Stored data entries
+ + + +
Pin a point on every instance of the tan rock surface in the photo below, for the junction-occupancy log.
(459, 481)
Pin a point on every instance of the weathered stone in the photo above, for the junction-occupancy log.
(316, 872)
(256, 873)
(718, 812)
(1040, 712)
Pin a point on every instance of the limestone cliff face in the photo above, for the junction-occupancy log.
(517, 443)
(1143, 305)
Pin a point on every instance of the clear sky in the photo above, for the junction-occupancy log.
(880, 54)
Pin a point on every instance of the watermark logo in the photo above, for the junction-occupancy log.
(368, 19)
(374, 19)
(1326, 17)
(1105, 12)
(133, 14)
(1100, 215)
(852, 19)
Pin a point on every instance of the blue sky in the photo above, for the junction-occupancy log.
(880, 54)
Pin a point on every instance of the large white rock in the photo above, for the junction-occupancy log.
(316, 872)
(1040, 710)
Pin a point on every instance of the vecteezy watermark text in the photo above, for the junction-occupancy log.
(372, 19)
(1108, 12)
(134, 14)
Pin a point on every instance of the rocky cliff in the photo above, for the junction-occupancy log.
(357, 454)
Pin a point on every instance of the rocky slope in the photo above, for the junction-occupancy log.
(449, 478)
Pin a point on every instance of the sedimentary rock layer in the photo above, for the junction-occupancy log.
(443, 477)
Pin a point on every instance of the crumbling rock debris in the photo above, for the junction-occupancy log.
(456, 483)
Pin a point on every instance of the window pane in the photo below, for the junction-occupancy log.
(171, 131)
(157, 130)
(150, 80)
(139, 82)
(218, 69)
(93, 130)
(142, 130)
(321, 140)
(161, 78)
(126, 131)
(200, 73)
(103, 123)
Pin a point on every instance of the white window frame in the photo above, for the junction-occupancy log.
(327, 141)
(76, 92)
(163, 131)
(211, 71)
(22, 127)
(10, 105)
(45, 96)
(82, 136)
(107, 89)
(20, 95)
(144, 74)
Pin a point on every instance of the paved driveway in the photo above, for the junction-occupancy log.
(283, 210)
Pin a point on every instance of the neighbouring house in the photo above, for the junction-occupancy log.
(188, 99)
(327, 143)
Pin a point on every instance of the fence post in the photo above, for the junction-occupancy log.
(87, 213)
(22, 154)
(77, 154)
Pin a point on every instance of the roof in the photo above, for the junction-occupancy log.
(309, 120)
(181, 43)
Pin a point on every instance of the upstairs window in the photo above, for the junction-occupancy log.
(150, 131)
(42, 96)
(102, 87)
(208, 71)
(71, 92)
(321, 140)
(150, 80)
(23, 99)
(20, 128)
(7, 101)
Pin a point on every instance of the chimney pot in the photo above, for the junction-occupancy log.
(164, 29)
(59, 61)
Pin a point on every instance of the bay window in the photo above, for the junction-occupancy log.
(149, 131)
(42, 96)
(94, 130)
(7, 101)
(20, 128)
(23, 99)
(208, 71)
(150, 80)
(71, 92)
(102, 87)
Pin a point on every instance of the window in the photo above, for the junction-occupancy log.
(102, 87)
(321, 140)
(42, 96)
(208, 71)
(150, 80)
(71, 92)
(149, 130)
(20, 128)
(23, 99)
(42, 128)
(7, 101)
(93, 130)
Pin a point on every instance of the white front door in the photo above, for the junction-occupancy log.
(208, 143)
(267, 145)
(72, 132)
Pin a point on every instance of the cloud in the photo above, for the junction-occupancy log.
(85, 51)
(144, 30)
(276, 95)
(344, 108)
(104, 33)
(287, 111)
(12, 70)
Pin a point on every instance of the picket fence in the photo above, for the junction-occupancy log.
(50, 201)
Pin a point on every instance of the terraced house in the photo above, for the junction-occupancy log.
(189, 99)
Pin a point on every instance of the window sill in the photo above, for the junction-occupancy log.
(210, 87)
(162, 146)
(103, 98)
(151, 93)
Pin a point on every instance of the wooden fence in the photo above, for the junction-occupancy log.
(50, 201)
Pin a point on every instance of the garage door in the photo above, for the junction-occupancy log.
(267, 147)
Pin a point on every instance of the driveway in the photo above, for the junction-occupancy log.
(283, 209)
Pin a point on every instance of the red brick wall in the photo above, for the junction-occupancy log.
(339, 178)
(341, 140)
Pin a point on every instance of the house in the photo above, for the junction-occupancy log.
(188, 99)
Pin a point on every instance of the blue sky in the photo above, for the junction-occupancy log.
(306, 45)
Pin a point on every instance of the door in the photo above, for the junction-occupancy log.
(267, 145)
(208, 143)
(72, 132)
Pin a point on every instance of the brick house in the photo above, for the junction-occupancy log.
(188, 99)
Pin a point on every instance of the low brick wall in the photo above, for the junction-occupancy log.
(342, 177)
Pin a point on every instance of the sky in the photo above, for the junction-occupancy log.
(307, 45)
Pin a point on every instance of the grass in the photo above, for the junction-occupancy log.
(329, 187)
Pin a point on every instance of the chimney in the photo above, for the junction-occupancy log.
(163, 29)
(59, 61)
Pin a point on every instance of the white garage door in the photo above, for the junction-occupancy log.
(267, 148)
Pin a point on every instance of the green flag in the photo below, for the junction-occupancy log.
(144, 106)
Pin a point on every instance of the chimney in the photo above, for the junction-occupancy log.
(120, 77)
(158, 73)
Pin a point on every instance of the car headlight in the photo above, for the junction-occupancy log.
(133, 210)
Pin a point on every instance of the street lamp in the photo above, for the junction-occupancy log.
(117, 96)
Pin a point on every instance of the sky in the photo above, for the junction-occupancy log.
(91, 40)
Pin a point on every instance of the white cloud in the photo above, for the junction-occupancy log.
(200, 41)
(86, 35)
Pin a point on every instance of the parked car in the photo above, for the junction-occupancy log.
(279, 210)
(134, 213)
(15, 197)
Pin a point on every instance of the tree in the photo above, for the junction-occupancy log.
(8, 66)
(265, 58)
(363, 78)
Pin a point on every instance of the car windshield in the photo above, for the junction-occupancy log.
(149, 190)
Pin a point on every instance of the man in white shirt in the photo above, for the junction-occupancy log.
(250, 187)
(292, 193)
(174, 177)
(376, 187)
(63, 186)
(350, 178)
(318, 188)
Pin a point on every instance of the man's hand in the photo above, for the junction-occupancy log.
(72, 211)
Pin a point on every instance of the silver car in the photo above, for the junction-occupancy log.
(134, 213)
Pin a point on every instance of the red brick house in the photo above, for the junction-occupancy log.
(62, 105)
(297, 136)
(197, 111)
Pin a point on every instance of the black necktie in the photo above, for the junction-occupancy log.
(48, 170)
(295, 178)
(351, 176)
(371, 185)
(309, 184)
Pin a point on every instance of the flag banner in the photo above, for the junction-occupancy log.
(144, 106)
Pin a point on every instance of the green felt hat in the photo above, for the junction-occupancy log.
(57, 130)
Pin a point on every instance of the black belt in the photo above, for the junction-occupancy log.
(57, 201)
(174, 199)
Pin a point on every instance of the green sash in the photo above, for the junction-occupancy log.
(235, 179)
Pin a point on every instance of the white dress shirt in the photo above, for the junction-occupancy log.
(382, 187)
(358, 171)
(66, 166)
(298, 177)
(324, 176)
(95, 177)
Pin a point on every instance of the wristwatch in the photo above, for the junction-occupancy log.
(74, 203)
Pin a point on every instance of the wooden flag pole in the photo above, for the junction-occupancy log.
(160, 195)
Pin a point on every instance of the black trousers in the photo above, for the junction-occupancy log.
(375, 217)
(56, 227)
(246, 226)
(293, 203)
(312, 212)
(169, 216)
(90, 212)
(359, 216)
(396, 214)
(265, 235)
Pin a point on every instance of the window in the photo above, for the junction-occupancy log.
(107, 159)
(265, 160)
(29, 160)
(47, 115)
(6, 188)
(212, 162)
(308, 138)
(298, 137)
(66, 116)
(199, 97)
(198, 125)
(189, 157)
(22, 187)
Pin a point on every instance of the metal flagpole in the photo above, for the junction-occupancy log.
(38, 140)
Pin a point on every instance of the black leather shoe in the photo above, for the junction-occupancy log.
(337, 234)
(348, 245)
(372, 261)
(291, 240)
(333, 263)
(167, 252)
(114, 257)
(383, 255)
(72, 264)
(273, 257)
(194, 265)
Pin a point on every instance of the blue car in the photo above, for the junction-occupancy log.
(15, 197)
+ + + +
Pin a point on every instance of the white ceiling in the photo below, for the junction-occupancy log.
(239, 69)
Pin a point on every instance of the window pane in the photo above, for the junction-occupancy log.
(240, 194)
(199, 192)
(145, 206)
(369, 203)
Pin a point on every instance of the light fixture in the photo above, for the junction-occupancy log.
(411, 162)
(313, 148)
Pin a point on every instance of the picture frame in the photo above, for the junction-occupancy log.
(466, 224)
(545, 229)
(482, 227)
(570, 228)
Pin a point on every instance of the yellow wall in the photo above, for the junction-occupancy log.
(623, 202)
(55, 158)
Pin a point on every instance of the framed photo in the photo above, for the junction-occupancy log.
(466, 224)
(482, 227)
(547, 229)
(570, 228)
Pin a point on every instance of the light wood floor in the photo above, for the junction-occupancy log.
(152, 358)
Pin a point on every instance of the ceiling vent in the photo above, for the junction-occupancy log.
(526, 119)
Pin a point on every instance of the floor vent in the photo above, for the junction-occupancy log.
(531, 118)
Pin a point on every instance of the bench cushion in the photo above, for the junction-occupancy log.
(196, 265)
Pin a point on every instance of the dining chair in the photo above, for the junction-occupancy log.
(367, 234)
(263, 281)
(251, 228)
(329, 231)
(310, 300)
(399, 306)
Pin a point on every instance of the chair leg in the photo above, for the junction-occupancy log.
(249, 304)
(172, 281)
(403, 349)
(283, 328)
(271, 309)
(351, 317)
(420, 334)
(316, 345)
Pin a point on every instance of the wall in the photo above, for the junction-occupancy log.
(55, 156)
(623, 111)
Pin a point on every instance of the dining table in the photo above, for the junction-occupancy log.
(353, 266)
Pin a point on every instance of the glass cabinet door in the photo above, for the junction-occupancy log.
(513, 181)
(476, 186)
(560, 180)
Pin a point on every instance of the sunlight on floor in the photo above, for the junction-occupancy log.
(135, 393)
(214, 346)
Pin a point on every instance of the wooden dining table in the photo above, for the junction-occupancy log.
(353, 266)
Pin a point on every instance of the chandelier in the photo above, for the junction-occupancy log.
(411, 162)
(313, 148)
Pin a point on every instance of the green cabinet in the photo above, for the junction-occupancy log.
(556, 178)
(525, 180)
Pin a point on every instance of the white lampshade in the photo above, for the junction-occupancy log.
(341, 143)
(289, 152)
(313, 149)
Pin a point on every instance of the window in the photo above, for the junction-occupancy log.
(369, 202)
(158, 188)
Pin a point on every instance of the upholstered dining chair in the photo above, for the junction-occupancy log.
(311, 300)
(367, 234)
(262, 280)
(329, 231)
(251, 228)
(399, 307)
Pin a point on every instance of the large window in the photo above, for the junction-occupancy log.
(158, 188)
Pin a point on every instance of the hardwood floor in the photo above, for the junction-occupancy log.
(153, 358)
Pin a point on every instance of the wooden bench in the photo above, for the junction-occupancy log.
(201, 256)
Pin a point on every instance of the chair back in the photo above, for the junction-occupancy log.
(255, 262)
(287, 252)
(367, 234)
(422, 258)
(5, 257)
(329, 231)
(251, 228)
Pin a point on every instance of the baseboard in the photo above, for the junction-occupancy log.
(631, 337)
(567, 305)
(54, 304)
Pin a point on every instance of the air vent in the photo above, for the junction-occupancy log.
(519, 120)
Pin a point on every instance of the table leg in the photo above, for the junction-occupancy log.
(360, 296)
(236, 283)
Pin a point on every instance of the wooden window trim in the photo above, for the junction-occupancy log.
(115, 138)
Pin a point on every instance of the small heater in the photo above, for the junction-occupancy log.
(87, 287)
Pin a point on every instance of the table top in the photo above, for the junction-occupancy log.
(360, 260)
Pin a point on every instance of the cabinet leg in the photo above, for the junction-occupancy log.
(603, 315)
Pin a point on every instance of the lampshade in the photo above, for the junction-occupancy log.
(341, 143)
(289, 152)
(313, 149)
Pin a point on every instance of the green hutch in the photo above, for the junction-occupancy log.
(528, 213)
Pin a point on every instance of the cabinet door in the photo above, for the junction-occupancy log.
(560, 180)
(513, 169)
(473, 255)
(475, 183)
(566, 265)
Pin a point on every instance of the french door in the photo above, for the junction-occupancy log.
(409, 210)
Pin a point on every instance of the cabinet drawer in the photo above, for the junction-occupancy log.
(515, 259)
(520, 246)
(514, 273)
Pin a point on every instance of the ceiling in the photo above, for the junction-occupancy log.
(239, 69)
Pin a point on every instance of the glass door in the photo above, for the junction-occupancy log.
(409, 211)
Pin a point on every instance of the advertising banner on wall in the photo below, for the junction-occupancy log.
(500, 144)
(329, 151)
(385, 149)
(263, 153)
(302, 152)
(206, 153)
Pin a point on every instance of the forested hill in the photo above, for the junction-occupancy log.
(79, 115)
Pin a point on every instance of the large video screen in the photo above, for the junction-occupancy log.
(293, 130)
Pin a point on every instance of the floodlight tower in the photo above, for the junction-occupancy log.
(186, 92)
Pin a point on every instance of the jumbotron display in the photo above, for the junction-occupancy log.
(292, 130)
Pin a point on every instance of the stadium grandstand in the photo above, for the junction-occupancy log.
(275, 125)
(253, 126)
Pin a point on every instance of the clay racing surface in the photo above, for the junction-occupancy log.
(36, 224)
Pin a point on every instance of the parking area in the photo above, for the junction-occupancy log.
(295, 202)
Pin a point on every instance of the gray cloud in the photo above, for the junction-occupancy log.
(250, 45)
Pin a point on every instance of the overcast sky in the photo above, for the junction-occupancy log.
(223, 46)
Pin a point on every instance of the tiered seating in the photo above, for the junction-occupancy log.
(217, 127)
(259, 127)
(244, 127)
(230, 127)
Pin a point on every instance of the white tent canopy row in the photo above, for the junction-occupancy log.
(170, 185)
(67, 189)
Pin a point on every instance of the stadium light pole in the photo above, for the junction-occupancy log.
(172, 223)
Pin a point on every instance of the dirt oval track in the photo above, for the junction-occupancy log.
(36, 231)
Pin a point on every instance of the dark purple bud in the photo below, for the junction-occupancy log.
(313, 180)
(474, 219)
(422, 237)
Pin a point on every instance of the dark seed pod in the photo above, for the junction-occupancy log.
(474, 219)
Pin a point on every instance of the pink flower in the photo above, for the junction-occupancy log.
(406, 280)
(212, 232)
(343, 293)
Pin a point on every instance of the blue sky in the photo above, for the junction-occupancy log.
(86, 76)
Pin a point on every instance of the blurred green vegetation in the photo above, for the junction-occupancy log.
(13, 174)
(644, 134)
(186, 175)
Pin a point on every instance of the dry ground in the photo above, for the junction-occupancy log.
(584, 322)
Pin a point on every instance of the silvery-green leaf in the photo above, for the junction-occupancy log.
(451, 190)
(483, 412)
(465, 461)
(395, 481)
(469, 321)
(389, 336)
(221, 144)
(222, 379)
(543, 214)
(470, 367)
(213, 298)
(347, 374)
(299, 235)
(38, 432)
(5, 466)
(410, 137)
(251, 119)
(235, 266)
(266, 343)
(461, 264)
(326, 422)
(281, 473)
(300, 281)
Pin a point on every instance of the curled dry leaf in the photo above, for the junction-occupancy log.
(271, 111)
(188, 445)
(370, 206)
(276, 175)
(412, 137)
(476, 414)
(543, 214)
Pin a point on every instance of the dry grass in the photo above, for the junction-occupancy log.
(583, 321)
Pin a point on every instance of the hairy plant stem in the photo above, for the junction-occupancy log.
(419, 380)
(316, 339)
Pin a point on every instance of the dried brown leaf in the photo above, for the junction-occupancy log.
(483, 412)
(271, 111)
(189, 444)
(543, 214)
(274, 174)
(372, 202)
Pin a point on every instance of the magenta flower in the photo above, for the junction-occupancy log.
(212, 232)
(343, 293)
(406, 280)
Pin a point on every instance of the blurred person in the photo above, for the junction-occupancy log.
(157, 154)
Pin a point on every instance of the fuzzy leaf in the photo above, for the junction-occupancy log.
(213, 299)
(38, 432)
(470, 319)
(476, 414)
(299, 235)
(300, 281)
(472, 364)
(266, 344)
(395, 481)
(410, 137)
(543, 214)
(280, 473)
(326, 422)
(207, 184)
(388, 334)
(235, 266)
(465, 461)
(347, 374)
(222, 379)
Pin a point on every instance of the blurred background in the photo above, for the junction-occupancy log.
+ + + +
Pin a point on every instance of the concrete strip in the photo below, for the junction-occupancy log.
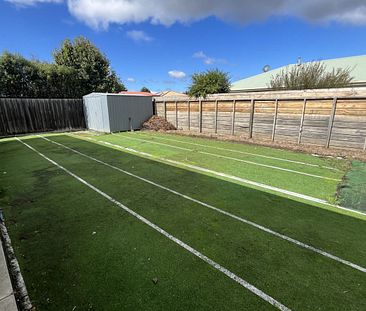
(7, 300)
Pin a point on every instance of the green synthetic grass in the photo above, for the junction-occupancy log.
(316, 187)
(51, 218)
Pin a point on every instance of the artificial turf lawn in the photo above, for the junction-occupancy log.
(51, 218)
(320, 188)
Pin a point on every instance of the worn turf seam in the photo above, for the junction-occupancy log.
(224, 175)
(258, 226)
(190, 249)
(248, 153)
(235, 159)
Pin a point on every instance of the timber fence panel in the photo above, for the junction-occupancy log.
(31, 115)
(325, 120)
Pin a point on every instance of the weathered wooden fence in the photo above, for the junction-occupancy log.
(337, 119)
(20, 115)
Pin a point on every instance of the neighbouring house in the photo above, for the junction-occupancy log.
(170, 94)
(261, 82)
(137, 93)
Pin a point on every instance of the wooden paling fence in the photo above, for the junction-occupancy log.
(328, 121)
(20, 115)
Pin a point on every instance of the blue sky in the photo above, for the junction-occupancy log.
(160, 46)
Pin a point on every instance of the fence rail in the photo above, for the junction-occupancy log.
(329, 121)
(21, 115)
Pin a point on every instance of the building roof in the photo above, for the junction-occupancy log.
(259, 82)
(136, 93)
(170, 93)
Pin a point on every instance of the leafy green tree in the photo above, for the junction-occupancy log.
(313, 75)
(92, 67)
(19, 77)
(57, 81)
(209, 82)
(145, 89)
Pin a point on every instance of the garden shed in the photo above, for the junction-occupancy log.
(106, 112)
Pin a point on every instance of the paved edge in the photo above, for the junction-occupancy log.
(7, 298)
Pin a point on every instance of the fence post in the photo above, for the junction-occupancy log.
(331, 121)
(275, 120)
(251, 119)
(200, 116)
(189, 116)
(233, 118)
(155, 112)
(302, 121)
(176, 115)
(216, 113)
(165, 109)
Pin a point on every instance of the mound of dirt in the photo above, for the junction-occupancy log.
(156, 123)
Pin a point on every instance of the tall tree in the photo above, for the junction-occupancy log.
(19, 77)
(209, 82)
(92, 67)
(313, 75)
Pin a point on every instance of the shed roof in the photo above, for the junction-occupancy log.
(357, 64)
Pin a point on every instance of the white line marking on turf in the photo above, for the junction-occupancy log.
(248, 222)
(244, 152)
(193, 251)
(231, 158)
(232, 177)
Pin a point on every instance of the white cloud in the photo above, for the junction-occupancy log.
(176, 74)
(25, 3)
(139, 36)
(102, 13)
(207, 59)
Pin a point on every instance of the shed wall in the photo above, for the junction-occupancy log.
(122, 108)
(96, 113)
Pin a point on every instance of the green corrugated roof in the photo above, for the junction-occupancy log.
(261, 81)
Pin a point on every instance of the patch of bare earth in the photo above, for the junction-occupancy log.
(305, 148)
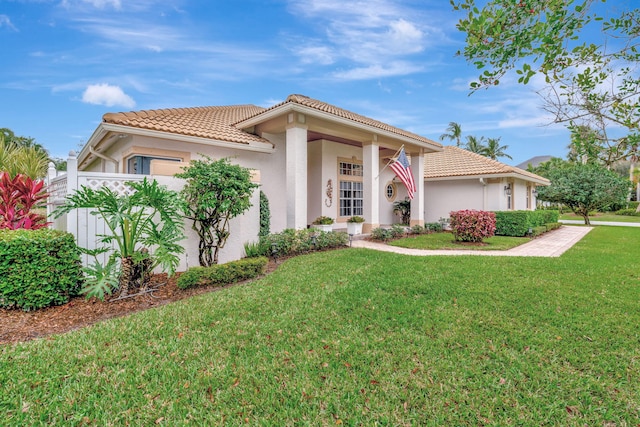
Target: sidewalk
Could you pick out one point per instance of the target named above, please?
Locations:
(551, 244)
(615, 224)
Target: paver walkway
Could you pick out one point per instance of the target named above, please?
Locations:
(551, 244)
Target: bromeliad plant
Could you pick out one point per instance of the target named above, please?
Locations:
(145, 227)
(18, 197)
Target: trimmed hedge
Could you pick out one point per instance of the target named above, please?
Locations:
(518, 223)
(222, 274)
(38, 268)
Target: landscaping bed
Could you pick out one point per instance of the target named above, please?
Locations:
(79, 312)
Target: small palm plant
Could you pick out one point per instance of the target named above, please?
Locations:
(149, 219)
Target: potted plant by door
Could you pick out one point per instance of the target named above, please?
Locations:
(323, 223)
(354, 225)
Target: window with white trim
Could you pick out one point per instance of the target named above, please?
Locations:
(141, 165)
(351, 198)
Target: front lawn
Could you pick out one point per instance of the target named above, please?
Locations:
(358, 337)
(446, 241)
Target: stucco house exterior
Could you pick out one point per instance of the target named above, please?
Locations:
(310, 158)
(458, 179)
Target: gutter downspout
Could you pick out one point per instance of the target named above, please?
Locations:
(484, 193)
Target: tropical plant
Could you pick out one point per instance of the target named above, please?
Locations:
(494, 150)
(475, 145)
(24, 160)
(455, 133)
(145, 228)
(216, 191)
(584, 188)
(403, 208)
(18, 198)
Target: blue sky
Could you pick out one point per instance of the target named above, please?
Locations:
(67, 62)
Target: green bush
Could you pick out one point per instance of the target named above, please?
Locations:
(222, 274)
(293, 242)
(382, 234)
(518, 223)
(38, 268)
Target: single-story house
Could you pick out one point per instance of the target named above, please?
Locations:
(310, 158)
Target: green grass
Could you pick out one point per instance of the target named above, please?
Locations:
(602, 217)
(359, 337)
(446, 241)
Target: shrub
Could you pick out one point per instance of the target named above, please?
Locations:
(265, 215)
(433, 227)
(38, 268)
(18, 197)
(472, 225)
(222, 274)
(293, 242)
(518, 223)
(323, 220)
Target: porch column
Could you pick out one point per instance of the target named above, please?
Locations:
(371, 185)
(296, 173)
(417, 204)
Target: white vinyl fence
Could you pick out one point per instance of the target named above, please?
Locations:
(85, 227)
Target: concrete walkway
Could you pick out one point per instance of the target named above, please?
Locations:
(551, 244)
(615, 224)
+ + + +
# Work to complete
In the data above, each line holding "walkway" is to be found and copied.

# Your solution
Target: paver walkway
Target: concrete walkway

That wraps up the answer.